# Tarea
¿Puedes reescribir como tabla Markdown, con las columnas Fila y Contenido, las líneas de los elementos que van desde la que contiene "of the snow-covered" hasta el final, ambas incluidas? Deja fuera las líneas en blanco.

Registros de un conjunto de etiquetado de puntos:

⁂

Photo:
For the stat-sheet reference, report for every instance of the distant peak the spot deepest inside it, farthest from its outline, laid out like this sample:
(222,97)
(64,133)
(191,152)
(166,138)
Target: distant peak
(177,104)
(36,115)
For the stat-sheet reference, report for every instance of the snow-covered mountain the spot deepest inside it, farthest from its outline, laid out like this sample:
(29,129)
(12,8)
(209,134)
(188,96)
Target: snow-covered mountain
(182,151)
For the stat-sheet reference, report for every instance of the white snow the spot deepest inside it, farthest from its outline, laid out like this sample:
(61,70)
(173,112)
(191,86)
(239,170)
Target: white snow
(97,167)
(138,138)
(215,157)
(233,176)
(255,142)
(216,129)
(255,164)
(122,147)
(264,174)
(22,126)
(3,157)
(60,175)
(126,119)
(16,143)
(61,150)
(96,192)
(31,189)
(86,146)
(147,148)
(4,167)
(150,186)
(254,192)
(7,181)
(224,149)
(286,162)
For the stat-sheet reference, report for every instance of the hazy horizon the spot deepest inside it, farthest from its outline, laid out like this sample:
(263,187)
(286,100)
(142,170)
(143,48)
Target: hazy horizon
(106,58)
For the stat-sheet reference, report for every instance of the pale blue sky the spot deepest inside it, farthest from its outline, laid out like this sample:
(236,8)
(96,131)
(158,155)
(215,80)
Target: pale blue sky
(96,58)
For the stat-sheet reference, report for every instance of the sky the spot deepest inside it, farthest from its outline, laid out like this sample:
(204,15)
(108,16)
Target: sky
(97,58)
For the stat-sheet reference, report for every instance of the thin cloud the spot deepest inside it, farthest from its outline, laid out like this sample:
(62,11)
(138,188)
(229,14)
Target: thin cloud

⁂

# Solución
| Fila | Contenido |
|---|---|
| 1 | For the stat-sheet reference, report for every instance of the snow-covered mountain the spot deepest inside it, farthest from its outline, laid out like this sample: |
| 2 | (29,129) |
| 3 | (12,8) |
| 4 | (209,134) |
| 5 | (188,96) |
| 6 | Target: snow-covered mountain |
| 7 | (182,151) |
| 8 | For the stat-sheet reference, report for every instance of the white snow the spot deepest inside it, farthest from its outline, laid out like this sample: |
| 9 | (61,70) |
| 10 | (173,112) |
| 11 | (191,86) |
| 12 | (239,170) |
| 13 | Target: white snow |
| 14 | (97,167) |
| 15 | (138,138) |
| 16 | (215,157) |
| 17 | (233,176) |
| 18 | (255,142) |
| 19 | (216,129) |
| 20 | (255,164) |
| 21 | (122,147) |
| 22 | (264,174) |
| 23 | (22,126) |
| 24 | (3,157) |
| 25 | (60,175) |
| 26 | (126,119) |
| 27 | (16,143) |
| 28 | (61,150) |
| 29 | (96,192) |
| 30 | (31,189) |
| 31 | (86,146) |
| 32 | (147,148) |
| 33 | (4,167) |
| 34 | (150,186) |
| 35 | (254,192) |
| 36 | (7,181) |
| 37 | (224,149) |
| 38 | (286,162) |
| 39 | For the stat-sheet reference, report for every instance of the hazy horizon the spot deepest inside it, farthest from its outline, laid out like this sample: |
| 40 | (263,187) |
| 41 | (286,100) |
| 42 | (142,170) |
| 43 | (143,48) |
| 44 | Target: hazy horizon |
| 45 | (106,58) |
| 46 | For the stat-sheet reference, report for every instance of the pale blue sky the spot deepest inside it, farthest from its outline, laid out like this sample: |
| 47 | (236,8) |
| 48 | (96,131) |
| 49 | (158,155) |
| 50 | (215,80) |
| 51 | Target: pale blue sky |
| 52 | (96,58) |
| 53 | For the stat-sheet reference, report for every instance of the sky the spot deepest inside it, farthest from its outline, laid out like this sample: |
| 54 | (204,15) |
| 55 | (108,16) |
| 56 | Target: sky |
| 57 | (97,58) |
| 58 | For the stat-sheet reference, report for every instance of the thin cloud the spot deepest inside it, farthest from its outline, laid out like this sample: |
| 59 | (62,11) |
| 60 | (138,188) |
| 61 | (229,14) |
| 62 | Target: thin cloud |